- Document:
+ + + +

Future opportunities for wireless charging need to embrace charging opportunities for electric trucks and even electric planes or air-mobility vehicles when stationary. In these applications the ground clearances, i.e., the air gap, between the vehicle and a road or ground surface are considerably larger. As is shown below, simply scaling known charging systems to meet this larger gap clearance is not necessarily a suitable solution.

Two simple parameters which can be used as a base of comparison is the volt-amp effort required by the primary pad and the magnetic leakage fields produced.

With increase in air gap, the power transfer ability decreases exponentially while increasing the leakage fields. Various methods are available to increase the power delivered to the secondary pad at large air gaps. The simplest method is to increase the volt-amp (VA) ratings of the primary pad by increasing the primary pad size (L₁), primary current (I₁) or the operating frequency (ω). However, the main problem of increasing the VA ratings of the primary pad at high air gaps is that the cost of the power electronics increases along with the magnetic leakage fields. These leakage fields need to be under 27 uT wherever humans may be present, to meet the International Commission on Non-Ionizing Radiation Protection (ICNRIP) guidelines. Having higher leakage fields can induce eddy currents into metallic objects and can be a significant problem for people wearing pacemakers or who have metallic implants in the body.

One method to mitigate this includes adding an active suspension system to lower the entire vehicle, but these can be expensive to install in applications where this is possible, and are not possible with all applications given the robustness of the systems is now reliant on a mechanical apparatus with added increase in system cost and weight. This also adds significant expense to the secondary magnetics and electronics due to cables, and cooling mechanisms.

For applications where the primary needs to be buried under the ground, there is equally a possibility for placing such an intermediate resonator flush with the surface of the road to “bounce” the field to the vehicle.

While the general concept of using a resonant intermediate coil is known, there is the problem of determining the appropriate position of such a device and the required tuning and control features in the system to ensure it is possible to manage the volt-amps in the intermediate resonant coil, while regulating power and constraining leakage in surrounding regions of interest. Power flow in wireless power systems occurs from the primary to the secondary, hence systems to date have simply assumed that the regulation for the intermediate circuit is managed by the primary.

Object

It is an object of this disclosure to provide a means to achieve control and/or power regulation in a wireless power system having an intermediate structure.

SUMMARY

In one aspect the present disclosure provides a method of controlling an intermediate resonant circuit in a wireless power or IPT system, the method comprising regulating a secondary with which the intermediate circuit is magnetically coupled.

The method may further include controlling the primary, in particular the VA of the primary.

The method may therefore include controlling the VA of the primary, secondary and intermediate structure while also regulating the power supplied by the secondary.

Regulation of the output may comprise regulation of the secondary to control a load seen looking into the secondary.

In an embodiment the secondary comprises a series tuned resonant circuit.

+ + + +

- Data extract:
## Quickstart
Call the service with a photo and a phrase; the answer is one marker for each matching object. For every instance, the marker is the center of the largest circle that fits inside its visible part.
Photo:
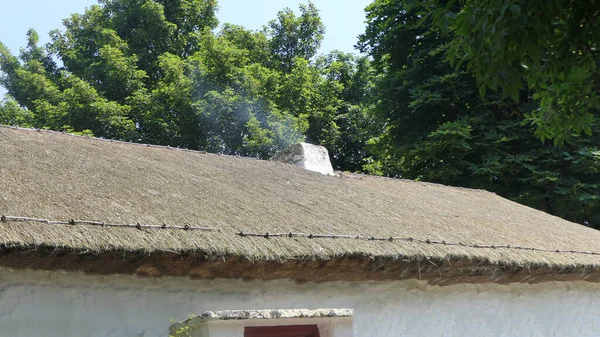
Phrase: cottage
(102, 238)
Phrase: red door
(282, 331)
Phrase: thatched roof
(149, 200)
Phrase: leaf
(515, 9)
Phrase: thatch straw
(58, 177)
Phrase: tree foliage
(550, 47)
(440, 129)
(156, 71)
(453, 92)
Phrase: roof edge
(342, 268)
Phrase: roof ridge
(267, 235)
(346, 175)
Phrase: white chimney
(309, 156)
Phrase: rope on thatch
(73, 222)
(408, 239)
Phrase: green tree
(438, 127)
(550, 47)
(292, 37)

+ + + +

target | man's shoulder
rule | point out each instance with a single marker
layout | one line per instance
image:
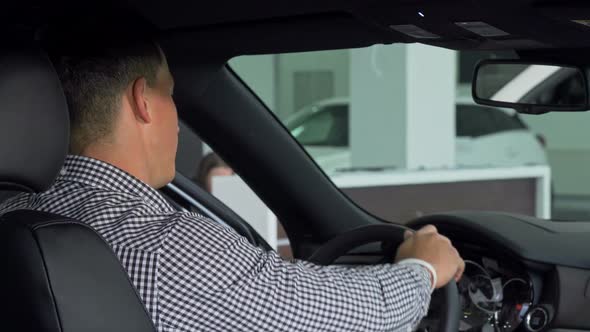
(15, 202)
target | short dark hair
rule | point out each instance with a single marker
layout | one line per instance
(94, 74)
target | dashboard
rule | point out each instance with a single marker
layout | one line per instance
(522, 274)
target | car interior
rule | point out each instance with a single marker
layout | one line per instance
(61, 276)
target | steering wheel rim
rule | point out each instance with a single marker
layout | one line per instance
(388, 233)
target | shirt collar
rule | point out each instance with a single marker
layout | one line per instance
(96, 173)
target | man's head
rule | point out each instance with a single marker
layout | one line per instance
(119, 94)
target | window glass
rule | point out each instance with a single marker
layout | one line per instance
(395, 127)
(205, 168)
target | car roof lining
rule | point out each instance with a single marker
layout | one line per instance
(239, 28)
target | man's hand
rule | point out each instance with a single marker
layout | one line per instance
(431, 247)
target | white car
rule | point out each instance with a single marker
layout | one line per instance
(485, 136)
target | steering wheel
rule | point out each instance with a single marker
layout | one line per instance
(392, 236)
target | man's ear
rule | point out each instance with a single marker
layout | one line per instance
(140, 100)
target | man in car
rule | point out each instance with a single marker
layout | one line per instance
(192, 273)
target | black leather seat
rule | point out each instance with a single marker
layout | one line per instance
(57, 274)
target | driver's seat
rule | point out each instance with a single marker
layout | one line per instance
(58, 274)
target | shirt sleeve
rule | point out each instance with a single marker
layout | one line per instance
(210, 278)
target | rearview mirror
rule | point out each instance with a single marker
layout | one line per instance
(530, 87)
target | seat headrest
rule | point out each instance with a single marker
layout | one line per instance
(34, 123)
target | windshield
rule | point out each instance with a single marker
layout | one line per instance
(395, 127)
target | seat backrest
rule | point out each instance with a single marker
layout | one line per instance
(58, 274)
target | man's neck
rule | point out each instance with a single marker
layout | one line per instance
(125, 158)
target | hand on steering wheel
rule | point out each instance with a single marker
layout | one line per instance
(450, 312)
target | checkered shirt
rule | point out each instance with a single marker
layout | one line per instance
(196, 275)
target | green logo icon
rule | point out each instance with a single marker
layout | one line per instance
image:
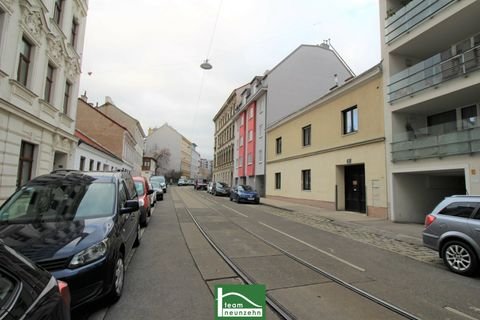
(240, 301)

+ + + +

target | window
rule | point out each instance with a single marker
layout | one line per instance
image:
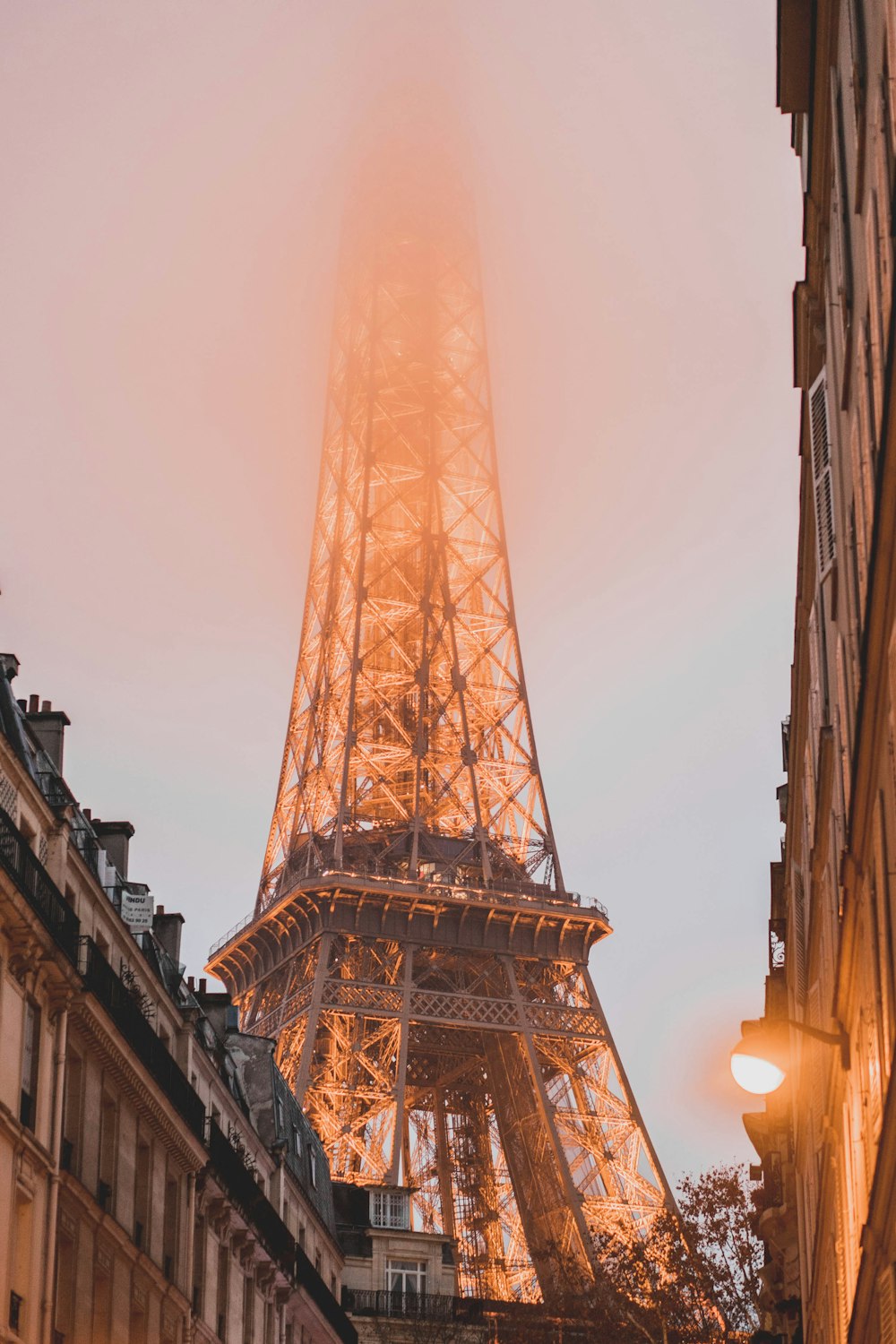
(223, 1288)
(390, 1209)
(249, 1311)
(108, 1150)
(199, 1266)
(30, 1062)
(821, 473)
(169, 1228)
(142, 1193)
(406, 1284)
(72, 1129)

+ + + +

- To do:
[1] Echo the passage of the wireless charging text starting at "In one aspect" and ending at "is magnetically coupled.".
[2] Check each statement against the wireless charging text. For each, answer yes or no and quote the words of the text that decide it.
(a) Leakage fields must stay under 27 uT wherever humans may be present.
(b) An active suspension system that lowers the vehicle is inexpensive to install.
(c) As the air gap increases, the power transfer ability increases.
[3] Go on with the wireless charging text from the point where it stops.

- Answer set:
[1]
In one aspect the present disclosure provides a method of controlling an intermediate resonant circuit in a wireless power or IPT system, the method comprising regulating a secondary with which the intermediate circuit is magnetically coupled.

[2]
(a) Yes: "These leakage fields need to be under 27 uT wherever humans may be present"
(b) No: "these can be expensive to install"
(c) No: "With increase in air gap, the power transfer ability decreases exponentially while increasing the leakage fields."

[3]
In an embodiment the primary comprises a current sourced primary. The primary may comprise a parallel tuned resonant circuit.

In an embodiment the primary comprises a voltage sourced primary. The primary may comprise a series tuned resonant circuit.

In another aspect the present disclosure provides a method leakage field control for an IPT system having an intermediate coupling structure, the method comprising regulating a secondary to thereby regulate leakage field from the intermediate coupling structure.

The method for controlling leakage field from the intermediate coupling structure includes controlling the VA in the intermediate coupling structure.

The method may further include controlling the primary, in particular the VA of the primary.

The method may therefore include controlling the VA of the primary, secondary and intermediate structure while also regulating the power supplied by the secondary.

The method may include regulation of the secondary to control a load seen looking into the secondary.

In an embodiment the secondary comprises a series tuned resonant circuit.

In an embodiment the primary comprises a current sourced primary. The primary may comprise a parallel tuned resonant circuit.

In an embodiment the primary comprises a voltage sourced primary. The primary may comprise a series tuned resonant circuit.

In another aspect the disclosure provides a wireless or IPT secondary comprising a resonant circuit and a power regulation circuit operable to control or regulate the secondary, wherein the regulation circuit is operable to control a load of the secondary to thereby control a VA load in an intermediate resonant circuit with which the secondary may be magnetically coupled.

The regulation circuit may comprise regulation of the secondary to control a load seen looking into the secondary. The regulation circuit may control the power supplied by or made available by the secondary.

In an embodiment the secondary comprises a series tuned resonant circuit.

In another aspect the disclosure provides a wireless or IPT secondary comprising a resonant circuit and a power regulation circuit operable to control or regulate the secondary, wherein the regulation circuit is operable to control a leakage field in an intermediate coupling structure with which the secondary may be magnetically coupled.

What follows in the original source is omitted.